### GIVEN INFORMATION ###

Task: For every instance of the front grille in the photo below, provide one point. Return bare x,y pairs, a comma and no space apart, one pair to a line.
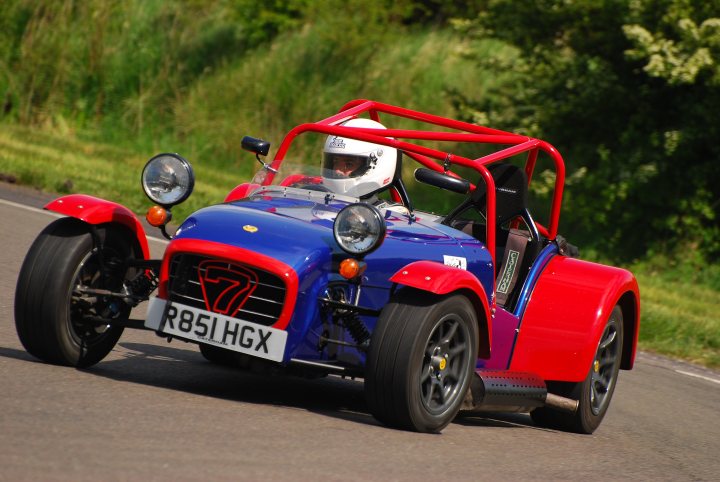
234,289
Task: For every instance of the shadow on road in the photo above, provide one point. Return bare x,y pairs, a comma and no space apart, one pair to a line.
186,370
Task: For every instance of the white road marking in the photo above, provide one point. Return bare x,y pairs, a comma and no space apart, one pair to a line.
714,380
58,215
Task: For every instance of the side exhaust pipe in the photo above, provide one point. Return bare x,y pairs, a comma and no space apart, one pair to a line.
508,391
561,404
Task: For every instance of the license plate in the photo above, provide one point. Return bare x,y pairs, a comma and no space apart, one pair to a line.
214,329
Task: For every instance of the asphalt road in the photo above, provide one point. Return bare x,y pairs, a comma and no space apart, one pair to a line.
158,411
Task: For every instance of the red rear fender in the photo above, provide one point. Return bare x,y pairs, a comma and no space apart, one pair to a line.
96,211
566,315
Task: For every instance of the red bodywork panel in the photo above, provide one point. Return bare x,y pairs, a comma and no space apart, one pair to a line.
566,316
96,211
441,279
235,255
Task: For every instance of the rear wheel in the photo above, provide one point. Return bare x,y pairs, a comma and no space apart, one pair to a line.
52,312
421,359
595,392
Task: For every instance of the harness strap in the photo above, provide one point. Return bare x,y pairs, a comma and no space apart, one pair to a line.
512,259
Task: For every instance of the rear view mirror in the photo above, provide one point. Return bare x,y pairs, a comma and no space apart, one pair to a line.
443,181
258,146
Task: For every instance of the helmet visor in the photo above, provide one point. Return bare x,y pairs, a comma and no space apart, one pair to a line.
343,166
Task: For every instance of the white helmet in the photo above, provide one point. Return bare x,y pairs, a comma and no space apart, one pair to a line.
357,168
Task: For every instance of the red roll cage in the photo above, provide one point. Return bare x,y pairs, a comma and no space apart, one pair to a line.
435,159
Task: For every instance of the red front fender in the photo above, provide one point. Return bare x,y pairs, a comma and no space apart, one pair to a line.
95,211
440,279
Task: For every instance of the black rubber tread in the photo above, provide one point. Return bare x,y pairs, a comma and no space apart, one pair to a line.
583,421
41,293
389,384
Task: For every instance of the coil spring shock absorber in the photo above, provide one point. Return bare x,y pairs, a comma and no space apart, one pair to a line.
357,329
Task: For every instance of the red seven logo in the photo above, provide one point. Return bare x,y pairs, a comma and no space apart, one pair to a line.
226,287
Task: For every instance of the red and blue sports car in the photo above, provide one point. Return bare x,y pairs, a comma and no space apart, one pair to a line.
328,268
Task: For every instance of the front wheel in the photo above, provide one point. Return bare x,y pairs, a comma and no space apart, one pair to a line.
421,360
595,392
53,311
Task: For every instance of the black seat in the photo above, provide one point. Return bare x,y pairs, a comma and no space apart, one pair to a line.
515,249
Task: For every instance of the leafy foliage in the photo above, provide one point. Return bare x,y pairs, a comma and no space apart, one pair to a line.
627,91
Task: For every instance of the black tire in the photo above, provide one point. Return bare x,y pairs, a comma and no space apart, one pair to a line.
48,312
421,343
595,392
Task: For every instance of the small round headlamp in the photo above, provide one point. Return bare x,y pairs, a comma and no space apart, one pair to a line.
359,228
168,179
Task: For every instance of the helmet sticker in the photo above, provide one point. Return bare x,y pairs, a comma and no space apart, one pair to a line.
337,143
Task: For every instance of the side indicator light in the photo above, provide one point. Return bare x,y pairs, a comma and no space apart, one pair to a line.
351,268
158,216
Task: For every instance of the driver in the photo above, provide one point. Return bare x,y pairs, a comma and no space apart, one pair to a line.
357,168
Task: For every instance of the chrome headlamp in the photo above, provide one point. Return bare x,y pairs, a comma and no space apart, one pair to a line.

###

- WORK INSTRUCTIONS -
Please format every line of the records above as a JSON list of strings, one string per line, with blank lines skipped and the pictures left out.

- RESPONSE BELOW -
[
  "Task: For every instance of the front grille in the photo below, provide one point. Return bare x,y pairs, a comma and no space apart, one pair to a line.",
  "234,289",
  "Task: For every instance of the shadow on road in the photo above, provide one point. Return bare x,y pairs, a comma and no space apart, one pair to a line.",
  "186,370",
  "Task: For every instance of the white road marking in the photo above, provide one point. Return bare x,y pairs, a comma and no space apart, one pair to a line.",
  "714,380",
  "58,215",
  "Task: For every instance of the side exhaust pipe in the photo above, provide one point. Return bare x,y pairs, a comma and no space apart, one pair to a line.",
  "508,391",
  "561,404",
  "Task: For every instance of the license plate in the photo above, provide one point. Return bare x,y pairs, a comma and no space apart, one pair to a line.",
  "214,329",
  "Task: For every instance of the asphalt road in the photo above, provide one point. Return bare x,y pairs, a comma and no space apart, one pair to a line.",
  "158,411",
  "Task: For every instance of the red rear fender in the photo above, provide one point. Return bare x,y pairs, a comma and no space apart, one pair to a line.",
  "96,211",
  "566,315",
  "Task: For every instance of the red bodywork panel in the photo above, provide one point. Return bare x,y pairs, a comma and no space apart, one pair to a line.",
  "566,316",
  "96,211",
  "441,279",
  "235,255",
  "Task: For every instance of the rear wheel in the photo above, provide one point. Return bare x,y pairs, a comma and no space apart, one pair to a line.",
  "52,312",
  "421,359",
  "595,392",
  "Task: For every instance of the harness strap in the photo above, provide one point. Return bare x,y pairs, a comma and no space apart, one pair to a line.",
  "512,259",
  "Task: For every instance of the rear view mirror in the photo above, provide one point. Return bare x,y pairs, a comma and no space apart, one pair to a line.",
  "443,181",
  "258,146",
  "Task: For every instance of the helmet visor in the photo above, provide one point. Return bare x,y pairs, a comma and no space apart, one pair to a line.",
  "343,166",
  "Task: For every instance of the white helmet in the photo above, provide one point. Return bare x,y pairs, a comma and no space apart, one pair to a line.",
  "357,168",
  "Task: For every instance of the red roll cage in the photo above, provide one point. Return bare x,y pairs, a comma and no space apart, one pair to a line.",
  "435,159",
  "Task: For every instance of the red front fender in the photo above, provide one point. Return bare x,y pairs, a comma and no space apart, one pair to a line.",
  "95,211",
  "440,279",
  "Task: For every instance of the black rubber tread in the photo above, provide one point. Return bare x,y pairs, a comma and no space apart, one pair to a line.",
  "583,421",
  "41,293",
  "389,384",
  "Task: For every instance of the coil spring shock absorber in the photo above, provide one point. Return bare x,y pairs, a comma and no space apart, one pair to a line.",
  "357,329",
  "Task: For every instance of the red seven logo in the photo above, provide one point. Return bare x,y pairs, a comma and no space apart, one pair to a line.",
  "226,287",
  "Task: For every instance of the red and blue sports car in the photo above, provide one point. Return bare x,y pairs, a comma and no space apart, one pair to a line.",
  "328,268",
  "Task: For every instance of the front wheel in the photo above, provide one point. Return bare x,y pairs, a comma and no space apart, one pair to a line.",
  "421,360",
  "595,392",
  "53,311",
  "Task: For every instance of the black seat in the photo above, provide one point. Return bare x,y pairs, a comma and no space apart, one pair to a line.",
  "515,249",
  "Task: For every instance of the leafy foliage in the photo above, provide one point. Return bare x,y pairs, a comma and no space apart, one pair to a line.",
  "627,91",
  "Task: For every instance of the black tire in the photo above, provide one point. Return bare x,y pairs, a comma and no space apart, one pair to a line.",
  "48,312",
  "421,343",
  "595,392",
  "Task: For every instance of the small round headlamp in the photo above, provide one point. Return bare x,y pairs, a comma and no space apart, one pair to a line.",
  "359,228",
  "168,179",
  "Task: For every instance of the helmet sticker in the photo above, provide one point. Return bare x,y pairs, a comma and no space apart, one pair to a line.",
  "337,143",
  "Task: For every instance of the side indicator light in the photo above, provide one point. Return bare x,y pairs, a comma and no space apart, one pair to a line.",
  "351,268",
  "158,216",
  "Task: For every instance of the driver in the photo above, provide one point. Return bare x,y pairs, a comma and no space apart, one pair to a line.",
  "357,168",
  "Task: For every instance of the chrome headlamp in the photo above, provide one point. Return bare x,y pairs, a comma and no space apart, one pair to a line."
]